EXERCISE DATA Block Start

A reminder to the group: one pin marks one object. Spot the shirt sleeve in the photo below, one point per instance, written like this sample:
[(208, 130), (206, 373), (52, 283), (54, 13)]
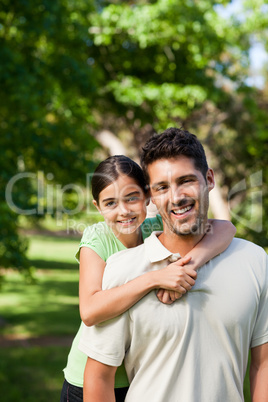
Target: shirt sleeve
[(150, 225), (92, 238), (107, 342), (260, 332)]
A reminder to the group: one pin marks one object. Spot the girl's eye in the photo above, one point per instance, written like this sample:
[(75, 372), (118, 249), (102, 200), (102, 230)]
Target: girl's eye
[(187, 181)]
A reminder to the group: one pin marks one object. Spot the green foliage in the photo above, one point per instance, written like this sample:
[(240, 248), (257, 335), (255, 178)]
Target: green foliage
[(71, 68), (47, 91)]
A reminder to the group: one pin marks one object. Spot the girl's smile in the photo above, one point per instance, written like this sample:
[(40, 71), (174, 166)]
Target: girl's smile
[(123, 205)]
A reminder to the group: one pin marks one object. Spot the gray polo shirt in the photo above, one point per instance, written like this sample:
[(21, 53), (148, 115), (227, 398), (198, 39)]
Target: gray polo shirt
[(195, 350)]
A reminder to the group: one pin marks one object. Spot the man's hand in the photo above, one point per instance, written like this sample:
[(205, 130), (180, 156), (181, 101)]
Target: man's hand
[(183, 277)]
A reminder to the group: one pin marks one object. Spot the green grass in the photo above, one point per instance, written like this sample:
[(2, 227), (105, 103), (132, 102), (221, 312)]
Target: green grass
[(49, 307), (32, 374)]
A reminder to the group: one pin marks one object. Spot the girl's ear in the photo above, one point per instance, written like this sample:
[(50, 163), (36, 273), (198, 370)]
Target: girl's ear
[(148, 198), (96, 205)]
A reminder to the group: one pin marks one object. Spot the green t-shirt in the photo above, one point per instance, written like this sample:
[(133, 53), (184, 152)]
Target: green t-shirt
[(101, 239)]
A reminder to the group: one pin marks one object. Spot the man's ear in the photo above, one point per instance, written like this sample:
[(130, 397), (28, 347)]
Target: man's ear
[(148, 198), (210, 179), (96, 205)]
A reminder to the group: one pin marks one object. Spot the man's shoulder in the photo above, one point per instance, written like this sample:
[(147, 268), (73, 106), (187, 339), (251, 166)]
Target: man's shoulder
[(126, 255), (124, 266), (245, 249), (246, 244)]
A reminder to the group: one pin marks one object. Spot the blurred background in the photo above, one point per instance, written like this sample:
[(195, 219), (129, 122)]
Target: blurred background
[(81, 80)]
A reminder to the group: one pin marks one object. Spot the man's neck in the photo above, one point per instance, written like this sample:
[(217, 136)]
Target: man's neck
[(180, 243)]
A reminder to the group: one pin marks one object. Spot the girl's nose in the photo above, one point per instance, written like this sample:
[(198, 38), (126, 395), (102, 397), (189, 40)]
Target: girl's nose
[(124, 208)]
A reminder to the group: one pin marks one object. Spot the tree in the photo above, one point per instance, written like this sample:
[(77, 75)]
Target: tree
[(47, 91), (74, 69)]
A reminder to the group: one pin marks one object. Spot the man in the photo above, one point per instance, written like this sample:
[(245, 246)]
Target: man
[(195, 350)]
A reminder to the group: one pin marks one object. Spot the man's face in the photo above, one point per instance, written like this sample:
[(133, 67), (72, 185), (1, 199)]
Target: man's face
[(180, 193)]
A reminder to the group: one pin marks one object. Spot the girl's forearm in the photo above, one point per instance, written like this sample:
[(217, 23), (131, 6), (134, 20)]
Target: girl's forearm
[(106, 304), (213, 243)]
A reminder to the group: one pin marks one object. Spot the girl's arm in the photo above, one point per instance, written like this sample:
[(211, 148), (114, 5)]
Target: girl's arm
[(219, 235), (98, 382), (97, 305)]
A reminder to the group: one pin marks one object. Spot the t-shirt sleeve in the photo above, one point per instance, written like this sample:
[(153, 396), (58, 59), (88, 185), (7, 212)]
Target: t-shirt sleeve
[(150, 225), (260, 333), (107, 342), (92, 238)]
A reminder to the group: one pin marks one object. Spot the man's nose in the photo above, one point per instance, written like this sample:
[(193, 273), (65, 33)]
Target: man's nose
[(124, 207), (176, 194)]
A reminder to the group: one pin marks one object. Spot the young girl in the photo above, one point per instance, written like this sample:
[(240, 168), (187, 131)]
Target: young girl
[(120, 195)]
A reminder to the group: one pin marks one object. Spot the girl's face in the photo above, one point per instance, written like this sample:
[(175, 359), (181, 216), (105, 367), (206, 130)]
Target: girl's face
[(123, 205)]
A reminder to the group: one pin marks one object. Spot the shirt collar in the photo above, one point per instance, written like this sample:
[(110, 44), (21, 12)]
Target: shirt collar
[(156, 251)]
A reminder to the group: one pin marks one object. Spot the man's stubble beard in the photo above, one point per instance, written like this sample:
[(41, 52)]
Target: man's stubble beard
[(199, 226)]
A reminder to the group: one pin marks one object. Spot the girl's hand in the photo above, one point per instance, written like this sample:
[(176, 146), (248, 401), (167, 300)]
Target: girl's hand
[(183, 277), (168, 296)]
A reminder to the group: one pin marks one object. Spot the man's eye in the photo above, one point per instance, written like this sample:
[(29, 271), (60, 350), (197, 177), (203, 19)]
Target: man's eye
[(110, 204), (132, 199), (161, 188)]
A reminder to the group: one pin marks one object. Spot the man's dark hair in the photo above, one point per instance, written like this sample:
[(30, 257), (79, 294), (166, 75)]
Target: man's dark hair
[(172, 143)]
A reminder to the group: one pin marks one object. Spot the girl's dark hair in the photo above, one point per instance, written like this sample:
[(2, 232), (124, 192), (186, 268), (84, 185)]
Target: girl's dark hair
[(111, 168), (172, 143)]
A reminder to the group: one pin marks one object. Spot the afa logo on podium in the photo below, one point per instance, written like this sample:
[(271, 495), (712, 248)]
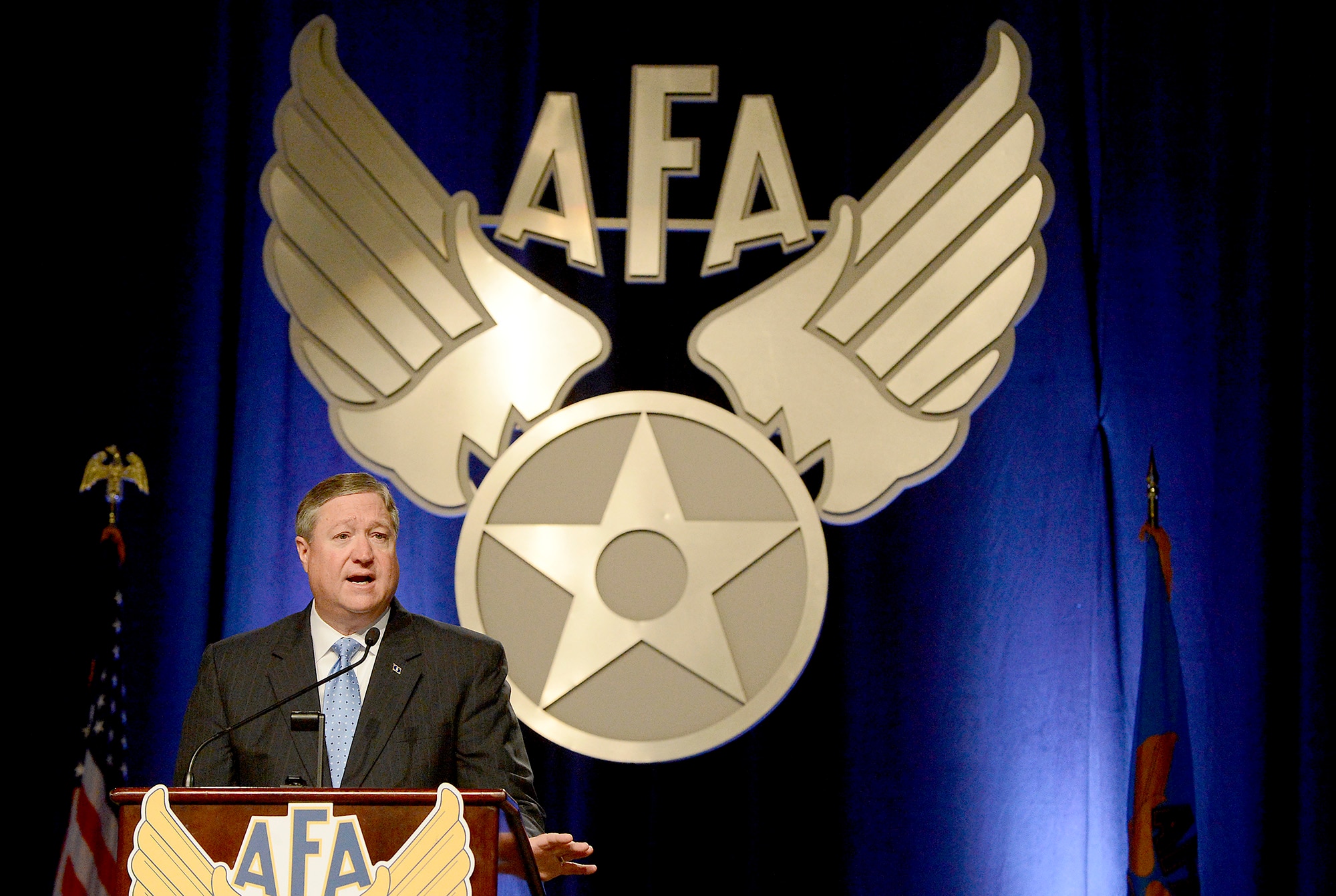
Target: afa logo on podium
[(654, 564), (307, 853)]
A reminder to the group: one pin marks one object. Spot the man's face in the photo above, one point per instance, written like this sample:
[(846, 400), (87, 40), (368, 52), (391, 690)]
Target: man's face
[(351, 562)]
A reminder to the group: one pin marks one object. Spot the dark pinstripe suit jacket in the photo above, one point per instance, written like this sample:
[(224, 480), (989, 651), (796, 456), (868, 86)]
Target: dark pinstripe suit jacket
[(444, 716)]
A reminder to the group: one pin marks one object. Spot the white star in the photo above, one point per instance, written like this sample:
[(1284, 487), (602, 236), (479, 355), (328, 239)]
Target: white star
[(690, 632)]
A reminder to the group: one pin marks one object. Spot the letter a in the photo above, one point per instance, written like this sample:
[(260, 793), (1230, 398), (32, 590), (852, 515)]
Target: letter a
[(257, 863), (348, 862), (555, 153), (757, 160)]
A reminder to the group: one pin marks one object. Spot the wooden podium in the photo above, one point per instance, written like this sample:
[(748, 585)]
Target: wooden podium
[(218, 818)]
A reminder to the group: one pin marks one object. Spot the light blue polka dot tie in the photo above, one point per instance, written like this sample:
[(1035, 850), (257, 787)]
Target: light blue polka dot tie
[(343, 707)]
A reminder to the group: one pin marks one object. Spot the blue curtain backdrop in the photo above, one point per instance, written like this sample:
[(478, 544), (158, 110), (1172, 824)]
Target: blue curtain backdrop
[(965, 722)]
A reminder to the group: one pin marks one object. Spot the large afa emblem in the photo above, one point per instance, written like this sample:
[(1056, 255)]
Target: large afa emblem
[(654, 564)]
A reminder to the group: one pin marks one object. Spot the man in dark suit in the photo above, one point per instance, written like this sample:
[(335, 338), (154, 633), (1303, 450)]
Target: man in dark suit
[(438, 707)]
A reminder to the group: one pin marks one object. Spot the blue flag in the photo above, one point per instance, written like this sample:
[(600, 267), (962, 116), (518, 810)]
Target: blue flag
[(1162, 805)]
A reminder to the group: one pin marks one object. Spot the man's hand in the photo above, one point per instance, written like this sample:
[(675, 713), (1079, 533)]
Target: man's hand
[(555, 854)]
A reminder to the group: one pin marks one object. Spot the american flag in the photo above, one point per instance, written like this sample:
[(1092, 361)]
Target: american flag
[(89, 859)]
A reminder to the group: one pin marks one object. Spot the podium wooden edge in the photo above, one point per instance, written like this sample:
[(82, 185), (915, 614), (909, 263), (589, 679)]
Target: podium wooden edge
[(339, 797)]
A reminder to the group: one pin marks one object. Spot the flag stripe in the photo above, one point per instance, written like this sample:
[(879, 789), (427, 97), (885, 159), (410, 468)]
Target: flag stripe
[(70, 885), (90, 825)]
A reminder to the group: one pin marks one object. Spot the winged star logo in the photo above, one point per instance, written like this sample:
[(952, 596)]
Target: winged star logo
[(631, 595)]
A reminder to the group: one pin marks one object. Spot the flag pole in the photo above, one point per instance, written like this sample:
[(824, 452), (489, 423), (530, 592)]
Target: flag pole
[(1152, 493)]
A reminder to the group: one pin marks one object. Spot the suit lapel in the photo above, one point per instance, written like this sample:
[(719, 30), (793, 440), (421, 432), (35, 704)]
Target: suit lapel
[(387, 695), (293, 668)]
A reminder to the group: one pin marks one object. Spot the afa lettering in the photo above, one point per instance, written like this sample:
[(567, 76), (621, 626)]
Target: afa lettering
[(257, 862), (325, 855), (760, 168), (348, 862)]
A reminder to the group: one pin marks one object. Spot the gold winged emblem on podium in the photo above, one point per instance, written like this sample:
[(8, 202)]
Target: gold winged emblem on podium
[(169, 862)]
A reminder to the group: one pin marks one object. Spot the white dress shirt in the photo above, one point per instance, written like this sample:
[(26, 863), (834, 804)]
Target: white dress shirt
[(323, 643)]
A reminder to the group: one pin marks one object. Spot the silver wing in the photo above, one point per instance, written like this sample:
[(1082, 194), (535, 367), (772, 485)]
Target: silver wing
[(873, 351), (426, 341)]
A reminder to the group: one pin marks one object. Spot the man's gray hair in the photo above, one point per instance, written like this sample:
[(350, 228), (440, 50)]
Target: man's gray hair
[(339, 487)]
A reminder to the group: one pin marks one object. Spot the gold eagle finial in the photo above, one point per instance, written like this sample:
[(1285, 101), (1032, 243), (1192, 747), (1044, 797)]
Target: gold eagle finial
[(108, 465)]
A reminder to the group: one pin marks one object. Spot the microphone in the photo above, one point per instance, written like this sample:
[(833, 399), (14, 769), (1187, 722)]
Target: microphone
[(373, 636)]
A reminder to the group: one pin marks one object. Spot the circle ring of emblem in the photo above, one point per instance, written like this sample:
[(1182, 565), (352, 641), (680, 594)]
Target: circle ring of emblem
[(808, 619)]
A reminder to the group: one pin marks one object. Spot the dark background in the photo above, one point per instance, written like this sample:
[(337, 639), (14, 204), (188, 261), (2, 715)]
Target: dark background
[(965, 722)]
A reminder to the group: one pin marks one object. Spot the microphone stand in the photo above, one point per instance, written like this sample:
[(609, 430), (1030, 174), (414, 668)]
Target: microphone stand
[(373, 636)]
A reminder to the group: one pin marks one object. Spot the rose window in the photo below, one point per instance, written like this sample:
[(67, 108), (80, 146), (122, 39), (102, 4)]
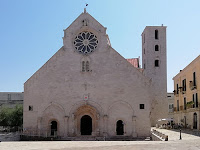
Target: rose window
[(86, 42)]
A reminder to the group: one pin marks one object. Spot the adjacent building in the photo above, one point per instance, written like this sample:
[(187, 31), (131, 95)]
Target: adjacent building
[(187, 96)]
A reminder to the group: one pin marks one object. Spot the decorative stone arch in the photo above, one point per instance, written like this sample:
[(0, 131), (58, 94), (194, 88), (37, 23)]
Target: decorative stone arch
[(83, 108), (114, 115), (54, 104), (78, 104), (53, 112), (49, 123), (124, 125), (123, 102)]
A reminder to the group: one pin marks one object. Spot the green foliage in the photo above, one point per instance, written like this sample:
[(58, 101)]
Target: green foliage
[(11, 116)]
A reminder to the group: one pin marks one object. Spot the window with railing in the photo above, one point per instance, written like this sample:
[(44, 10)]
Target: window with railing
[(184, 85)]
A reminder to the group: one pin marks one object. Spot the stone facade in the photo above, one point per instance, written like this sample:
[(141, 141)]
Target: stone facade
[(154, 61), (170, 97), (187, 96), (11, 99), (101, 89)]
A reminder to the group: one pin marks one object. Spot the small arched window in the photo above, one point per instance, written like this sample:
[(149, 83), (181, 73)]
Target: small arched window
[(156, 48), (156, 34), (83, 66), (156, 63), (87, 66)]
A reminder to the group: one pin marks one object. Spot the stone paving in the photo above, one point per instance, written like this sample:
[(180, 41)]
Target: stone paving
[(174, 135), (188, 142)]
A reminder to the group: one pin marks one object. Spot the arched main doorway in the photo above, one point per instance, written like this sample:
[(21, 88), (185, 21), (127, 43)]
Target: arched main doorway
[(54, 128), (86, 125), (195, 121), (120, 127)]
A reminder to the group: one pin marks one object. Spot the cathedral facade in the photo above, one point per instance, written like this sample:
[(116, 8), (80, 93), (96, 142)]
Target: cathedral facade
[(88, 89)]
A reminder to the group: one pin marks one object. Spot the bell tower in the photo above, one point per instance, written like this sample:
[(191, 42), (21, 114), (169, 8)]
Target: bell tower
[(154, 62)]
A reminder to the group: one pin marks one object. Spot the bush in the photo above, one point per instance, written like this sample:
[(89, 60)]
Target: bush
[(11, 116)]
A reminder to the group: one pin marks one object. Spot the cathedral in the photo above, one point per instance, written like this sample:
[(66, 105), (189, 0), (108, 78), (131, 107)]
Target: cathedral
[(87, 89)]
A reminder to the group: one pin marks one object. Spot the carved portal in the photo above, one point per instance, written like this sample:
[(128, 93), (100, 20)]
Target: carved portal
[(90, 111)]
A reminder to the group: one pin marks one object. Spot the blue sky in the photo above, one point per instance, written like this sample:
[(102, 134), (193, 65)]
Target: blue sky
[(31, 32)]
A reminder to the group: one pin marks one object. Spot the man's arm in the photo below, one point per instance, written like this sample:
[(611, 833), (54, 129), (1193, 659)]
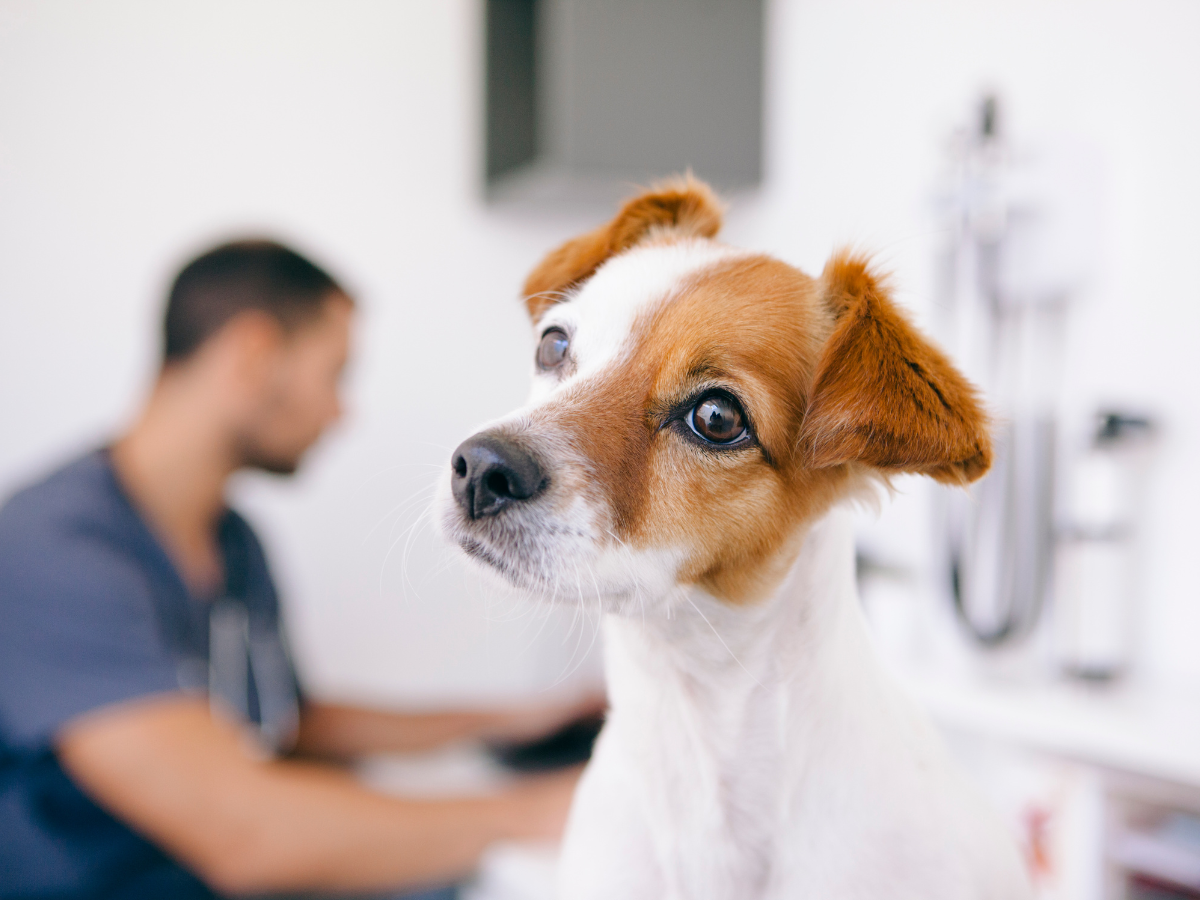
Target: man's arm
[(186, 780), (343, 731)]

EXERCISE DATA Block End

* [TASK REQUIREMENTS]
Repeat the exact lines from the first line of the data through the line containing "[(40, 71), (174, 166)]". Nothing else, no pictures.

* [RESULT]
A reminder to the group: one pin marks one object. Spot the shirt sleeve in the photo below, one point per instance, written like this sample:
[(208, 130), (206, 373), (52, 283), (54, 13)]
Target: shirt sleeve
[(150, 225), (92, 238), (107, 342), (260, 332)]
A reminder to the group: one pin marks one object. Spot the girl's eye in the photo above, one point per instance, written like this sample:
[(75, 372), (118, 249), (102, 200), (102, 230)]
Target: girl's eye
[(187, 181)]
A reminder to the group: one pin marks one object. Spot the green foliage in the photo above, one point per instance, written like this sample:
[(240, 248), (257, 335), (255, 178)]
Target: green foliage
[(71, 68), (47, 91)]
A reminder to the group: one pin marks one object. Spot the girl's smile in the photo above, one point per instance, written like this sample:
[(40, 71), (174, 166)]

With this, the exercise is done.